__WORK INSTRUCTIONS__.
Convert every line of the records below into a numbered list, leaving out blank lines. Omit the pictures from your answer.
--- BEGIN ---
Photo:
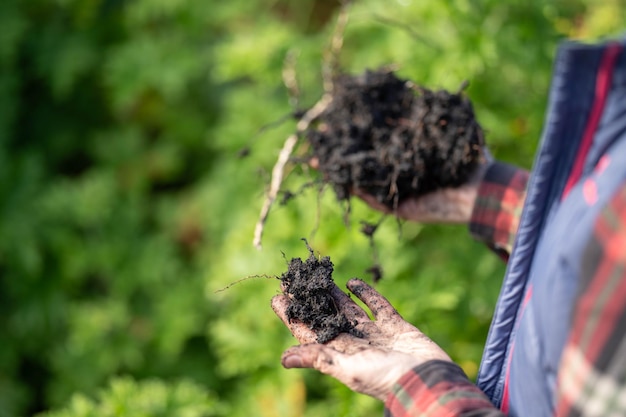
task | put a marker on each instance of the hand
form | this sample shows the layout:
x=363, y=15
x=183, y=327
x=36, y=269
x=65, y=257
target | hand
x=371, y=365
x=447, y=205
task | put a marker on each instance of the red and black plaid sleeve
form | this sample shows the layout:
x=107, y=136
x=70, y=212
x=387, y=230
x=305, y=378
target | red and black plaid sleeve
x=592, y=375
x=499, y=206
x=438, y=389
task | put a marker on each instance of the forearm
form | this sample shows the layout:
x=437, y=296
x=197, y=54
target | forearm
x=438, y=388
x=498, y=206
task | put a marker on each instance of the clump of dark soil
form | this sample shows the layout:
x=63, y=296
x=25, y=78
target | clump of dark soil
x=308, y=284
x=394, y=140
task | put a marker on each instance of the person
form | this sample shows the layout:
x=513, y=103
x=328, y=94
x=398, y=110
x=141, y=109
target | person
x=557, y=342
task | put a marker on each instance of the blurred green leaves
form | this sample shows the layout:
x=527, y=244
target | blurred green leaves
x=126, y=204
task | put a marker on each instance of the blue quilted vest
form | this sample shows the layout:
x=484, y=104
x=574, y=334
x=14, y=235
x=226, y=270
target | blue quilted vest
x=581, y=163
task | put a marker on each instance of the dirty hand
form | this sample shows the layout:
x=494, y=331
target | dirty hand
x=371, y=365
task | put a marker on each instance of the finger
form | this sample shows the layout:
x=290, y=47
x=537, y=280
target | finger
x=370, y=200
x=300, y=331
x=314, y=355
x=348, y=307
x=381, y=308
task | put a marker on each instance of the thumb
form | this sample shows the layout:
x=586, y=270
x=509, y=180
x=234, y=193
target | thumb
x=314, y=355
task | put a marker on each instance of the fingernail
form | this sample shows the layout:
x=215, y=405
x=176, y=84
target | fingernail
x=292, y=361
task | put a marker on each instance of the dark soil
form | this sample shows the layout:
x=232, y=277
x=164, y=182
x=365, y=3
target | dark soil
x=394, y=140
x=308, y=285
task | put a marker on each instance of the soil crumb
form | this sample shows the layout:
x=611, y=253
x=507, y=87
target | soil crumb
x=393, y=139
x=308, y=284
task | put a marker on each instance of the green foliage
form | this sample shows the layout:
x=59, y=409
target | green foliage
x=126, y=398
x=125, y=204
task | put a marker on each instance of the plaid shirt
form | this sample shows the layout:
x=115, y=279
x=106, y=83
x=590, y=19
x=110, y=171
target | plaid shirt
x=592, y=376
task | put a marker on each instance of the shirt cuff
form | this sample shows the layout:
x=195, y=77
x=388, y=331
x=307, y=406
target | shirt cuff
x=435, y=388
x=498, y=207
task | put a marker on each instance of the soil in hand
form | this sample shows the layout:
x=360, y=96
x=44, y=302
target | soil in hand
x=309, y=284
x=394, y=140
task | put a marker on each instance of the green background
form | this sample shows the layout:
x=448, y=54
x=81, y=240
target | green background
x=126, y=205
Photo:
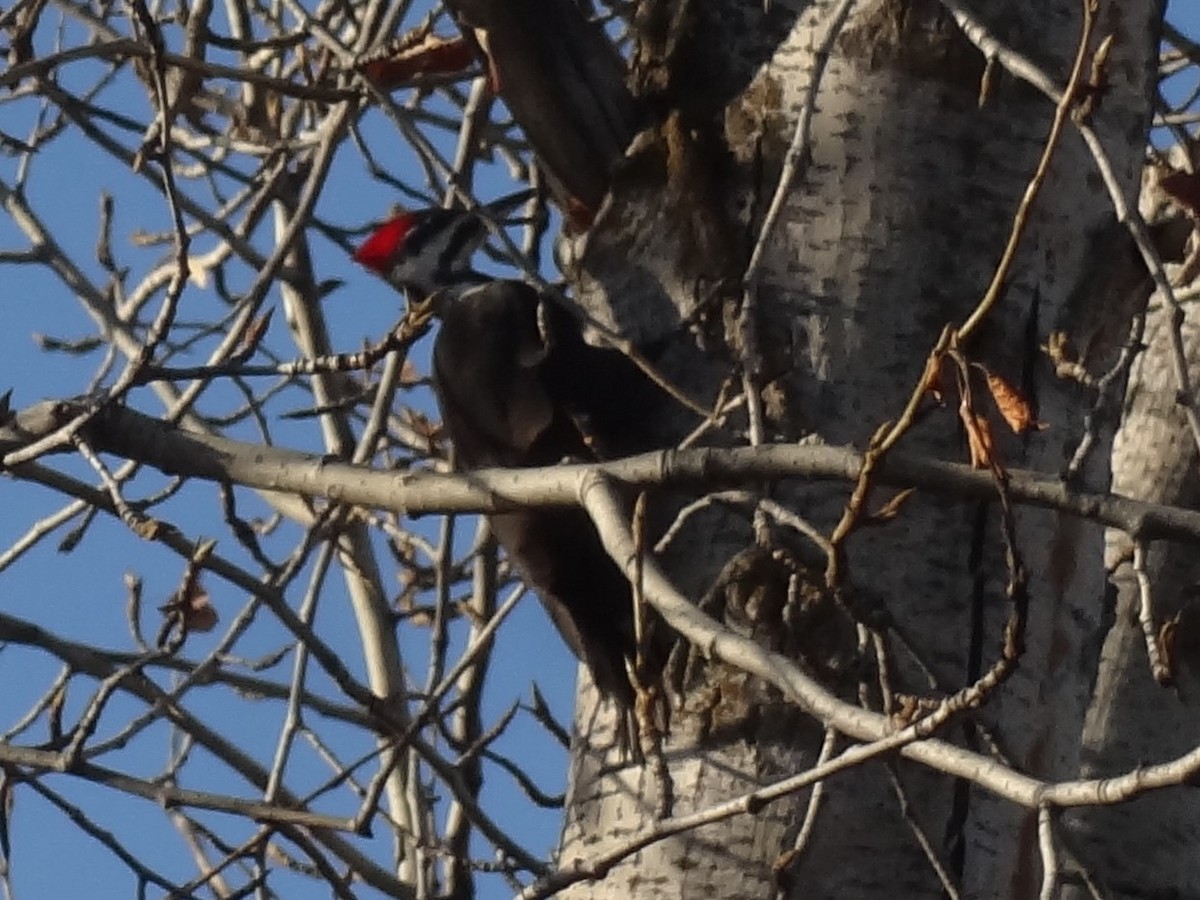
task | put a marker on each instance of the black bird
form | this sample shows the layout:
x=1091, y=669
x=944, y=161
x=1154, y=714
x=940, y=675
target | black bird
--- END ---
__WORKED SOLUTION__.
1. Photo:
2. task | put a marker on each instance of the hand
3. form | this sample shows the layout:
4. x=363, y=15
5. x=183, y=327
6. x=36, y=269
7. x=65, y=257
8. target | hand
9. x=371, y=365
10. x=447, y=205
11. task | put a marker on each instance of the red and black plaid sleeve
12. form | this sample shows the layout:
13. x=107, y=136
14. x=70, y=212
15. x=387, y=230
16. x=305, y=378
17. target | red and black plaid sleeve
18. x=592, y=375
19. x=499, y=206
20. x=438, y=389
21. task | put a marker on each instance of the forearm
22. form | this sample shows the layout:
23. x=437, y=296
24. x=197, y=54
25. target | forearm
26. x=438, y=388
27. x=498, y=206
28. task | put a marker on each instance of the clump of dark soil
29. form | this sample shows the layout:
30. x=63, y=296
31. x=25, y=78
32. target | clump of dark soil
33. x=308, y=284
34. x=394, y=140
35. task | put a marker on each instance of the person
36. form | this sample shows the layout:
37. x=513, y=103
38. x=328, y=94
39. x=398, y=110
40. x=141, y=109
41. target | person
42. x=557, y=342
43. task | put a marker on each instance of the blurred green leaves
44. form | this sample shows the layout:
45. x=527, y=244
46. target | blurred green leaves
47. x=126, y=204
48. task | put a marker on each instance of the blue quilted vest
49. form | this sample shows the layout:
50. x=484, y=104
51. x=574, y=334
52. x=14, y=235
53. x=226, y=270
54. target | blue quilted vest
55. x=581, y=163
56. task | put a marker on each instance of the dirty hand
57. form | this sample shows the layout:
58. x=494, y=331
59. target | dirty hand
60. x=371, y=365
61. task | put a marker on each instance of the finger
62. form | this sample shows the layout:
63. x=290, y=47
64. x=537, y=280
65. target | finger
66. x=370, y=200
67. x=300, y=331
68. x=314, y=355
69. x=348, y=307
70. x=381, y=308
71. task | put a marker on each instance of the thumb
72. form | this sample shows the layout:
73. x=586, y=270
74. x=509, y=180
75. x=234, y=193
76. target | thumb
77. x=314, y=355
78. task | put a marker on each instance of the fingernail
79. form | this sample shows the layout:
80. x=215, y=405
81. x=176, y=84
82. target | fingernail
83. x=292, y=361
84. task | put a marker on each instance of the dark soil
85. form | this sample shows the layout:
86. x=232, y=277
87. x=164, y=182
88. x=365, y=3
89. target | dark soil
90. x=394, y=140
91. x=308, y=285
92. task | put a marker on each instance of the soil crumb
93. form | this sample shows the layout:
94. x=611, y=253
95. x=507, y=87
96. target | soil crumb
97. x=393, y=139
98. x=308, y=284
99. task | put a marker on each instance of the green foliage
100. form | this sample shows the layout:
101. x=59, y=409
102. target | green foliage
103. x=126, y=398
104. x=125, y=204
105. task | put a marker on each instance of the plaid shirt
106. form | this sample shows the layout:
107. x=115, y=279
108. x=106, y=83
109. x=590, y=19
110. x=110, y=171
111. target | plaid shirt
112. x=592, y=376
113. task | put a marker on each instance of the shirt cuff
114. form | this sample shows the layout:
115. x=195, y=77
116. x=388, y=331
117. x=307, y=406
118. target | shirt cuff
119. x=435, y=388
120. x=498, y=207
121. task | put a marker on each instance of the soil in hand
122. form | this sample shows the layout:
123. x=360, y=96
124. x=44, y=302
125. target | soil in hand
126. x=309, y=284
127. x=394, y=140
128. task | put a marker on each instance of the green background
129. form | this sample shows the layout:
130. x=448, y=54
131. x=81, y=240
132. target | green background
133. x=126, y=205
134. Photo:
135. task | put a marker on each instance of the black bird
136. form | this sample shows the layout:
137. x=1091, y=669
138. x=944, y=161
139. x=1154, y=714
140. x=940, y=675
141. target | black bird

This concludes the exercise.